-------- SUPPLIED ENTRIES --------

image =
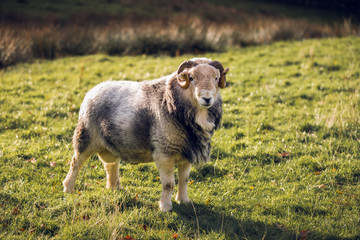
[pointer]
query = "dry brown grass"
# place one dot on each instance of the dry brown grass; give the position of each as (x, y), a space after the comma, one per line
(175, 36)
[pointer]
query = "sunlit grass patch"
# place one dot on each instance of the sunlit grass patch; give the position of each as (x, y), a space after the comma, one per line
(284, 164)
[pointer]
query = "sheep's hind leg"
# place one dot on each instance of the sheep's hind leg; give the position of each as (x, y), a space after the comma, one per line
(76, 163)
(166, 171)
(183, 173)
(111, 165)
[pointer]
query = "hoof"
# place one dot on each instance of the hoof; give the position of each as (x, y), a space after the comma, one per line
(165, 207)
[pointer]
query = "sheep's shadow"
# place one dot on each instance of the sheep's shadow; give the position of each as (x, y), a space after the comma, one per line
(203, 219)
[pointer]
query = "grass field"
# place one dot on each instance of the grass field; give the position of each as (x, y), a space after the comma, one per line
(285, 163)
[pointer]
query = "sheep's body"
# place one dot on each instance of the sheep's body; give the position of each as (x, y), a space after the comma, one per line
(148, 121)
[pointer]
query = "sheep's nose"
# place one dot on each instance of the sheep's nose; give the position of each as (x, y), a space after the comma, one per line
(207, 100)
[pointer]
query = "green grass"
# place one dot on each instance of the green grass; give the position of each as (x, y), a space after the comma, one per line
(285, 163)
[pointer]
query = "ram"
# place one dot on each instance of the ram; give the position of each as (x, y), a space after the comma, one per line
(169, 120)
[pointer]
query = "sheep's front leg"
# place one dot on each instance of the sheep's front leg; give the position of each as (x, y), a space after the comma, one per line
(183, 172)
(166, 171)
(111, 165)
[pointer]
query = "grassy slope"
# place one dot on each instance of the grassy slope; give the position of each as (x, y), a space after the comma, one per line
(300, 98)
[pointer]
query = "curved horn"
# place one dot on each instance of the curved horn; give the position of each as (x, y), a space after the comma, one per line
(183, 77)
(218, 65)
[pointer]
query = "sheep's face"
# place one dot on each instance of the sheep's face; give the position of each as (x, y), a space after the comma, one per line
(204, 84)
(202, 81)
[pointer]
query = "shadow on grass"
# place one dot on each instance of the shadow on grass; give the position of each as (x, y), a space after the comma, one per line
(204, 219)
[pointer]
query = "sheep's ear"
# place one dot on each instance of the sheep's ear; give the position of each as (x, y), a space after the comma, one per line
(218, 65)
(183, 76)
(222, 82)
(183, 80)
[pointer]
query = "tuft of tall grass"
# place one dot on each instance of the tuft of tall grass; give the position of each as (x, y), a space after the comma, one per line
(176, 36)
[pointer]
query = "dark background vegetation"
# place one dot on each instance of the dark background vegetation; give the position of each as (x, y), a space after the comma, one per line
(32, 29)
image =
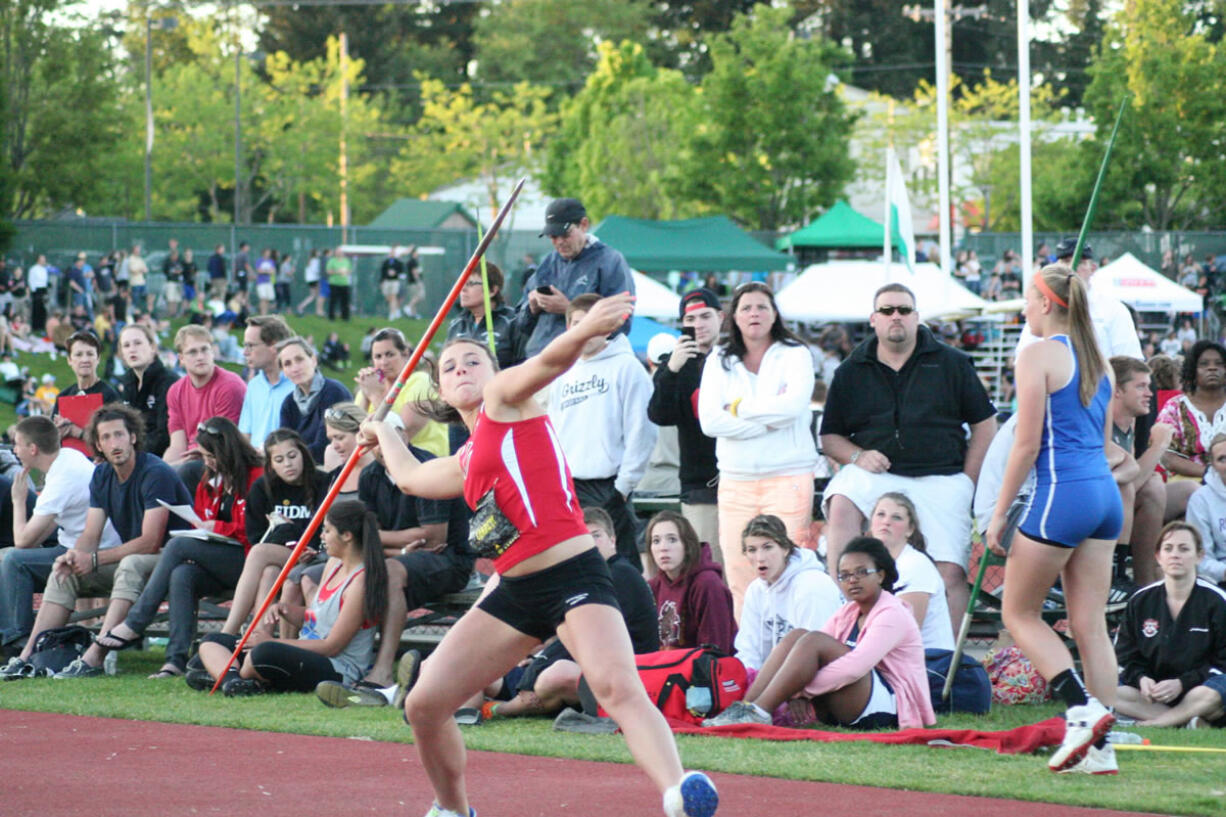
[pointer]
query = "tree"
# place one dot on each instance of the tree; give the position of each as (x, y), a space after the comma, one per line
(624, 140)
(1167, 171)
(771, 142)
(552, 43)
(461, 136)
(63, 107)
(982, 144)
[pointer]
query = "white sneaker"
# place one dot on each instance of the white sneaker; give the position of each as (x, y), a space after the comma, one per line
(739, 712)
(439, 811)
(694, 796)
(1083, 726)
(1096, 761)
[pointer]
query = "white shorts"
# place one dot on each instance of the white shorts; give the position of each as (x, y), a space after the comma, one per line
(943, 504)
(880, 701)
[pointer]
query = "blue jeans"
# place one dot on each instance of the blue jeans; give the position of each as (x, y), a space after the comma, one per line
(188, 571)
(23, 573)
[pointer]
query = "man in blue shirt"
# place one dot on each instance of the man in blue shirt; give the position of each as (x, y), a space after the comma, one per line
(126, 490)
(267, 388)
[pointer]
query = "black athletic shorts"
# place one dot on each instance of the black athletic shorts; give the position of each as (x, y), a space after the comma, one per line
(537, 602)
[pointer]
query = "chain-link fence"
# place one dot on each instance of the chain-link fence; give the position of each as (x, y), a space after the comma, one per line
(441, 252)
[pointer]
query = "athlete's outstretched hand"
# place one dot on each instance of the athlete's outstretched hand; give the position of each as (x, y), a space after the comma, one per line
(607, 315)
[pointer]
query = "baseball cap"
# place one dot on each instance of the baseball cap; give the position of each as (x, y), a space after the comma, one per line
(1067, 247)
(699, 298)
(560, 215)
(660, 345)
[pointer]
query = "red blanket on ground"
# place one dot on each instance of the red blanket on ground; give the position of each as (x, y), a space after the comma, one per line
(1010, 741)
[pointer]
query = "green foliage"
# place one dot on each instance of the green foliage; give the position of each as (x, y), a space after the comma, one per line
(552, 42)
(624, 141)
(771, 142)
(1167, 169)
(63, 108)
(462, 136)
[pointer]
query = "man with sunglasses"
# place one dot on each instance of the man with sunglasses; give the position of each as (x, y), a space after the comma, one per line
(579, 263)
(895, 420)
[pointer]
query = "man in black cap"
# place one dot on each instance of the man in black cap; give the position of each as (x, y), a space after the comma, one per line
(1112, 323)
(579, 263)
(674, 402)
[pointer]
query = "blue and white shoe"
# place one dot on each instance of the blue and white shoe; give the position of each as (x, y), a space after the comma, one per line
(439, 811)
(694, 796)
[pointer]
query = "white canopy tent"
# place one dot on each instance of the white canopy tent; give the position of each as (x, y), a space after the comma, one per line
(652, 298)
(842, 291)
(1144, 288)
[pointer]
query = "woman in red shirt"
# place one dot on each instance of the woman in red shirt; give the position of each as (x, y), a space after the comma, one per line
(199, 562)
(549, 575)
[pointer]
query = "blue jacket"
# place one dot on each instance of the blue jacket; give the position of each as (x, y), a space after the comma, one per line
(598, 268)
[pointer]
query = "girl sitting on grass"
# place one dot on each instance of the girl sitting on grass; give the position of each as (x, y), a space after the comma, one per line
(864, 669)
(337, 627)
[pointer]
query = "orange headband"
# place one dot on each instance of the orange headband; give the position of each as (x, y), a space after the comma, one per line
(1047, 291)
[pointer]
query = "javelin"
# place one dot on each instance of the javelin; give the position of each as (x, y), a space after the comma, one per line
(1097, 185)
(392, 393)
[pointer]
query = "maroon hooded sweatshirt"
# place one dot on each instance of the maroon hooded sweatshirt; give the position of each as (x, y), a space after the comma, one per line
(696, 609)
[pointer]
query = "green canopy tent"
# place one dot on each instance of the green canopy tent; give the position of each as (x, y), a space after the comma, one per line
(711, 244)
(424, 214)
(837, 228)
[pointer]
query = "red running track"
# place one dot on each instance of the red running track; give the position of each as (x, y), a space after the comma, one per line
(66, 766)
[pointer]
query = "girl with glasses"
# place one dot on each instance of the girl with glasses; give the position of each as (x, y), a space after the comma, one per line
(864, 669)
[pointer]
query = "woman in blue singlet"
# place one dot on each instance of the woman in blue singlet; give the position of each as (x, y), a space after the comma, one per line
(1070, 526)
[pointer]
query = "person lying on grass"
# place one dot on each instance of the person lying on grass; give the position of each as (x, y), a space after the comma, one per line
(863, 670)
(338, 626)
(1172, 643)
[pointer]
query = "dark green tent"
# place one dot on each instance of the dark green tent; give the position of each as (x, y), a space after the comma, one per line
(424, 214)
(837, 228)
(711, 244)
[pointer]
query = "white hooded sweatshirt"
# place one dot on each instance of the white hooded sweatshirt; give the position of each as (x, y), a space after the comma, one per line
(803, 598)
(1206, 510)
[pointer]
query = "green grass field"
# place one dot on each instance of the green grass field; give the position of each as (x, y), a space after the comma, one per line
(1154, 782)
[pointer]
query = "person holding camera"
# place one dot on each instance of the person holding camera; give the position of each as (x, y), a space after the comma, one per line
(674, 402)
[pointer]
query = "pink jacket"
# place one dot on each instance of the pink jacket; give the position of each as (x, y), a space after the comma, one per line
(890, 643)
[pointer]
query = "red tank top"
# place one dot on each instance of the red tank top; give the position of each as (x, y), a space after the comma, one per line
(524, 465)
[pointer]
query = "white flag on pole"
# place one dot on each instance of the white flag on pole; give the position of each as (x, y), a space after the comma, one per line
(898, 211)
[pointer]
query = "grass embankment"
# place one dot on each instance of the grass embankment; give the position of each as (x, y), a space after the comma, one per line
(1155, 782)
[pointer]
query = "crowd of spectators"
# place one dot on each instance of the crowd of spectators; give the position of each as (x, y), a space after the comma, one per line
(168, 477)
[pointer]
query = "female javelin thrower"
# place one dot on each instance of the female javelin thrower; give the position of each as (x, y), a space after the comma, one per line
(549, 579)
(1074, 519)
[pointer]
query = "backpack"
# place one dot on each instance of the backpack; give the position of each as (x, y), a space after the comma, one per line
(685, 685)
(971, 691)
(55, 648)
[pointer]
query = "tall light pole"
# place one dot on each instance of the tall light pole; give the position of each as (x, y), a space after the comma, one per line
(164, 23)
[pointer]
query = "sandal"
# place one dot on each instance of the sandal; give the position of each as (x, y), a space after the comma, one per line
(124, 643)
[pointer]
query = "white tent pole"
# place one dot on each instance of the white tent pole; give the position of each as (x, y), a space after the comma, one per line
(943, 134)
(1028, 228)
(888, 250)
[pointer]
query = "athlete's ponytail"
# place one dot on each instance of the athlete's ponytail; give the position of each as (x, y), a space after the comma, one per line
(1069, 288)
(351, 517)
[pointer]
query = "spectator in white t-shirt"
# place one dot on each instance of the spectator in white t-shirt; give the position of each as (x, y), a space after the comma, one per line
(64, 502)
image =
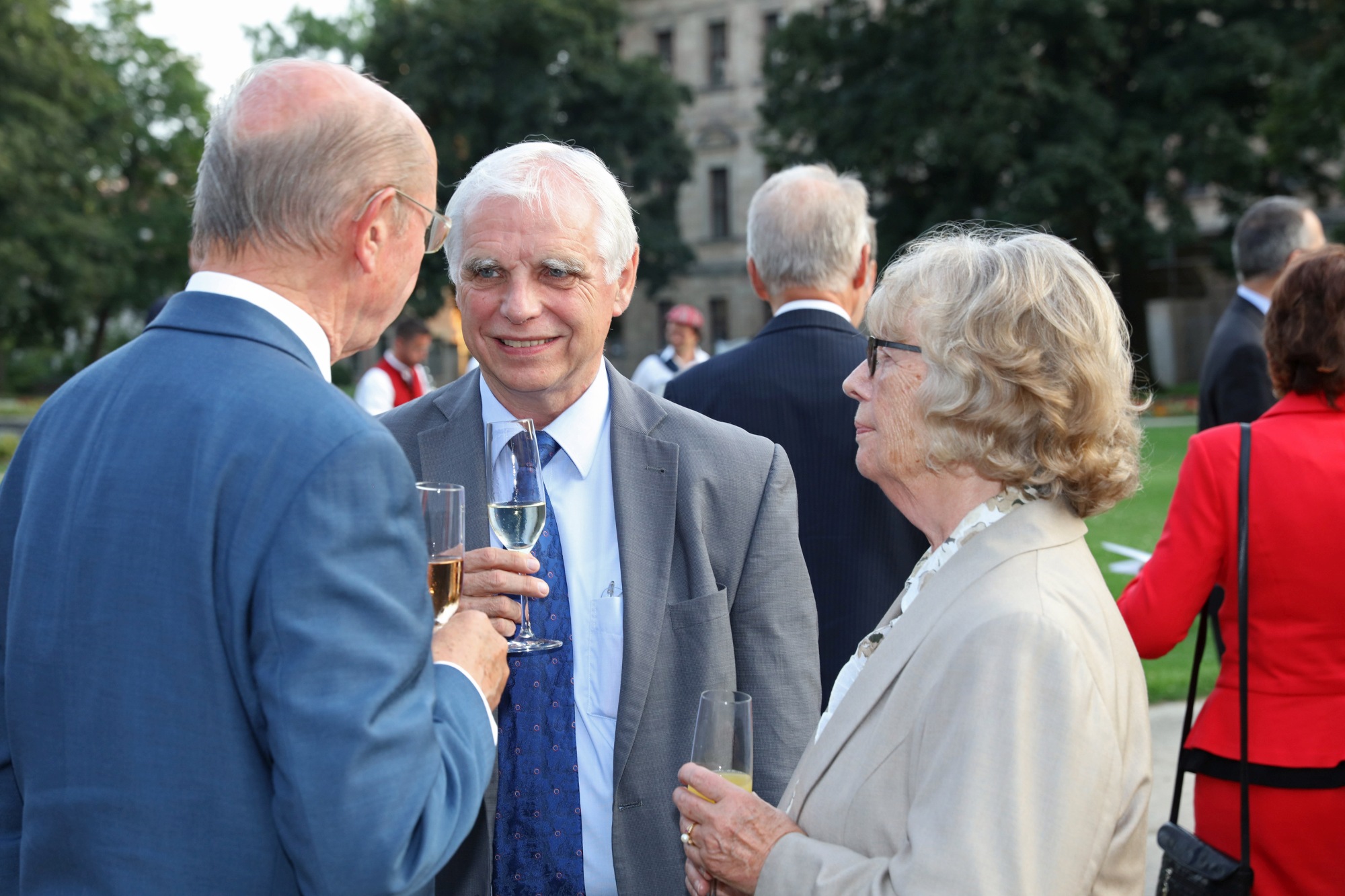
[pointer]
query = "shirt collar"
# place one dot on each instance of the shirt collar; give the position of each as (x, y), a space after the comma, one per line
(579, 428)
(813, 304)
(396, 364)
(670, 354)
(295, 318)
(1256, 298)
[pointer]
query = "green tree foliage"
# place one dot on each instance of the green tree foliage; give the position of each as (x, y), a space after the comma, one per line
(50, 89)
(154, 135)
(484, 75)
(100, 136)
(1094, 119)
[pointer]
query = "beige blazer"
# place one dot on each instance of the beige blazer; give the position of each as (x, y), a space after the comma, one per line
(997, 741)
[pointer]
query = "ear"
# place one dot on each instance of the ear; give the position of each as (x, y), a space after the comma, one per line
(626, 284)
(373, 231)
(758, 284)
(866, 271)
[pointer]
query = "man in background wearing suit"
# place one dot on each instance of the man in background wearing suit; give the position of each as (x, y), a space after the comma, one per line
(1235, 377)
(216, 627)
(669, 563)
(810, 257)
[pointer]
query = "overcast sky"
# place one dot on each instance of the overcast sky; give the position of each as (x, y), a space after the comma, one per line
(212, 32)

--------

* INSTRUCTION:
Select every line of the records above that contains the string "beige", and copy each one. Case counts.

* SOLUTION TO THIS TASK:
query = "beige blazer"
# place one dot on each instance of the beige blazer; give the position of each as (x, y), a space after the comma, one per line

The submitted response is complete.